▶ **WORK ORDER**: Nothing but the lines from the one containing "the jockey, locate" through the last line of the data below should be returned, each copied exactly.

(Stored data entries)
--------------------------------

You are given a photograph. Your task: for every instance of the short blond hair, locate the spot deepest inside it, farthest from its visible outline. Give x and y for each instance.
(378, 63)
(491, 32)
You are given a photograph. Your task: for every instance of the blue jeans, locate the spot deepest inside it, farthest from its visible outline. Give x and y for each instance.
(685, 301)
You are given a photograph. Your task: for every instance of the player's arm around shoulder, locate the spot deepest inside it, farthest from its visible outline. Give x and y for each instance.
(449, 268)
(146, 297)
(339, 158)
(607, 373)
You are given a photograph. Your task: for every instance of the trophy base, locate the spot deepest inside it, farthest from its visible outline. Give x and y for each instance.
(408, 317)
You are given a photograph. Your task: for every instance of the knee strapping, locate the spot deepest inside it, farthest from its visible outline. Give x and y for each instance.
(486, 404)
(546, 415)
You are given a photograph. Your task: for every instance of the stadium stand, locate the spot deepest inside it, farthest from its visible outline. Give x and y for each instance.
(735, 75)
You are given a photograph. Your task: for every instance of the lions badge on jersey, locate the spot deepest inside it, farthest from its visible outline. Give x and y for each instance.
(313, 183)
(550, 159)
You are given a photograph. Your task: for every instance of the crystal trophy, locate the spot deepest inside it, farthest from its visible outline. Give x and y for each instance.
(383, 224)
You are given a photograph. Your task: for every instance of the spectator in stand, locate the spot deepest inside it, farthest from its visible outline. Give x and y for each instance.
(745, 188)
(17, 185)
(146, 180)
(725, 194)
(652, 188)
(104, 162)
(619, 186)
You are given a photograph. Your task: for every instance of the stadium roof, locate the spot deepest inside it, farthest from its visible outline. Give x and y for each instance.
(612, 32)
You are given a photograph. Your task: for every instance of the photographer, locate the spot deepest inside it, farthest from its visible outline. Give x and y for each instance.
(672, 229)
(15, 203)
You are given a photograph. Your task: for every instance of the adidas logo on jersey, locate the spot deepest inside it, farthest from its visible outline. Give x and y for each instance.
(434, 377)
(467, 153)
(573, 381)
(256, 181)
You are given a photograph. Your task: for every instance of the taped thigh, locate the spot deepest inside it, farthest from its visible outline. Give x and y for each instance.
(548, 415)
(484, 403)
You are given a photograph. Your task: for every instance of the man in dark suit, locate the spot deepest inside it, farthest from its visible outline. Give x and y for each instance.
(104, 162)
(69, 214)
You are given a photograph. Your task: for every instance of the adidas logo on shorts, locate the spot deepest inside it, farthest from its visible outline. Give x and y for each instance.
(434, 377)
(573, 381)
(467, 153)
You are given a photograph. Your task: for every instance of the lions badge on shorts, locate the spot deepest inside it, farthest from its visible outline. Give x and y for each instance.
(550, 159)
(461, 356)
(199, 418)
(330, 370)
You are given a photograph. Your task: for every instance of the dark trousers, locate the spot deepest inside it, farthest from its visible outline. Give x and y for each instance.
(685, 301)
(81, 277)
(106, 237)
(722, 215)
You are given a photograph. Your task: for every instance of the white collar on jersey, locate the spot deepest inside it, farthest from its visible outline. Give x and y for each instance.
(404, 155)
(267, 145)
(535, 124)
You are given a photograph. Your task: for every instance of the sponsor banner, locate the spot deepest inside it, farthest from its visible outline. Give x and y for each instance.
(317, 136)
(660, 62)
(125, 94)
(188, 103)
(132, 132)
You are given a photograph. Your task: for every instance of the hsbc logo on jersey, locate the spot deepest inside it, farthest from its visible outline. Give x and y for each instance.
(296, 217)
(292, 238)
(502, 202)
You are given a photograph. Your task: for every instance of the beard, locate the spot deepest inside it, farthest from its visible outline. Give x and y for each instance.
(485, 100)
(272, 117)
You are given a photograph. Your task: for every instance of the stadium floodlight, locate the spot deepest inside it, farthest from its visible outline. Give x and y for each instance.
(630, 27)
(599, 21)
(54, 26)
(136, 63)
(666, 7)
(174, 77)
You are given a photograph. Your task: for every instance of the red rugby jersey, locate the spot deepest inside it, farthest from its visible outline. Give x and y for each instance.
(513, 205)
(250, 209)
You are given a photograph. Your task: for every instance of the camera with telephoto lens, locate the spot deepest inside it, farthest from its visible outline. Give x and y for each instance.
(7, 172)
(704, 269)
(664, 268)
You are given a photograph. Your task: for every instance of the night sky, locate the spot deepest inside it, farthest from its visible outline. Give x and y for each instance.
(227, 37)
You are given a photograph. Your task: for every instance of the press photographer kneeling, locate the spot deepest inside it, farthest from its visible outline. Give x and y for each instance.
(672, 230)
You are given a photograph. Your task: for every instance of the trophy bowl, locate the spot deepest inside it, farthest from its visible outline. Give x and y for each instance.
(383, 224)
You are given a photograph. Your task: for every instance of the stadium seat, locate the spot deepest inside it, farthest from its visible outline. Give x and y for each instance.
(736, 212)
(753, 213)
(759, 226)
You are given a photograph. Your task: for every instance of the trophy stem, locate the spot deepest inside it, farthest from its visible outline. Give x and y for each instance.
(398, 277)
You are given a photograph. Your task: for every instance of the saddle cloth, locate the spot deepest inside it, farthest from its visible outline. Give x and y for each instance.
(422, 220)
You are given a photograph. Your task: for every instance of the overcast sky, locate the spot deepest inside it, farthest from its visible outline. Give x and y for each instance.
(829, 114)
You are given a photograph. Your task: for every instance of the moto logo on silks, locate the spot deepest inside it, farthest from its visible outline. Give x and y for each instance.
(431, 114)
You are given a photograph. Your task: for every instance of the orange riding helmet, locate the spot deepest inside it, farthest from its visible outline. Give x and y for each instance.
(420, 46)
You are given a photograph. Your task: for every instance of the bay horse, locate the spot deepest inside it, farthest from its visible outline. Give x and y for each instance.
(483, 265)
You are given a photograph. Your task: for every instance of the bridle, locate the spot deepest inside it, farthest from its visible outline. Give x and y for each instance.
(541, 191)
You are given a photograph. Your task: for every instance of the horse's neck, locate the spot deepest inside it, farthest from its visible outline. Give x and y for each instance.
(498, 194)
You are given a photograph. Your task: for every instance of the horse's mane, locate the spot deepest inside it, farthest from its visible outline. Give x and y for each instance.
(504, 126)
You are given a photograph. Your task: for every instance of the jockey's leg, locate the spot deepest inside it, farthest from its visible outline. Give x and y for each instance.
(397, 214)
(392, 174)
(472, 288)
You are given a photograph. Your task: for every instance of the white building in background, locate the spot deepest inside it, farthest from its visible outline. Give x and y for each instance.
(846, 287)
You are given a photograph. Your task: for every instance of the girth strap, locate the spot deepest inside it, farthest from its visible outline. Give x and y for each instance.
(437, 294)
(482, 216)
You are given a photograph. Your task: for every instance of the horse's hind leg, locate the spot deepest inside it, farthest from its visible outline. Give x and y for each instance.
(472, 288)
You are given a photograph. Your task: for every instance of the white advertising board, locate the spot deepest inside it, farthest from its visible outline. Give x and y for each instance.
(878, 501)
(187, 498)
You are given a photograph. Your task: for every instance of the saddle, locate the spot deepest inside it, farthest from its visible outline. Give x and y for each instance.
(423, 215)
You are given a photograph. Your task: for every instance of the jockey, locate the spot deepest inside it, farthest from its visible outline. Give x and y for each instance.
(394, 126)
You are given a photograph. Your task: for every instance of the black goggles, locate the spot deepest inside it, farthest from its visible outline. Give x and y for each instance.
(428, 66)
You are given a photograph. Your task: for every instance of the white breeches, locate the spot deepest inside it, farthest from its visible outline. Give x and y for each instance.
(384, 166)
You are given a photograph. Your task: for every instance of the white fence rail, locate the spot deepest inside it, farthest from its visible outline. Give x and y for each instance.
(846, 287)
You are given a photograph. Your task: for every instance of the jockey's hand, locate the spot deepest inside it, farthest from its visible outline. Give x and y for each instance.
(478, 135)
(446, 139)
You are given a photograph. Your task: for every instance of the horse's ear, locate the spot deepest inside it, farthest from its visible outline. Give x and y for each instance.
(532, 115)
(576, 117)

--------------------------------

▶ **SOLUTION TO THIS PROBLEM**:
You are given a photograph. Your task: for every instance of the jockey, locate the spot deepest inside it, farthest from its visible outline. Give x and y for each instance.
(394, 126)
You are given a photograph. Your task: for every instance of the black goggles, locate the spot deepest inside it, farthest from its visible outline. Give x and y for each instance.
(428, 66)
You are given a photograph. Your task: for every instance of the white breeches, locate the spot deepest inside it, farthest from its visible outline. Give x and y for each instance.
(384, 166)
You are given a photograph. Your task: for every instance of the white fence rail, locate the spot deepest inside it, farthest from its visible outline. Give x and y for each instance.
(846, 287)
You are given a photograph. Your task: for every instance of the jockey's hand, locate the spot deepest inside it, farthest from its visible outline. Give x and y for each instance.
(478, 135)
(446, 139)
You are given a photograph. Your task: for every instance of the horse's ear, locate the spot deepest inside it, farthest from its visible outline. Give x and y for each instance.
(532, 115)
(576, 117)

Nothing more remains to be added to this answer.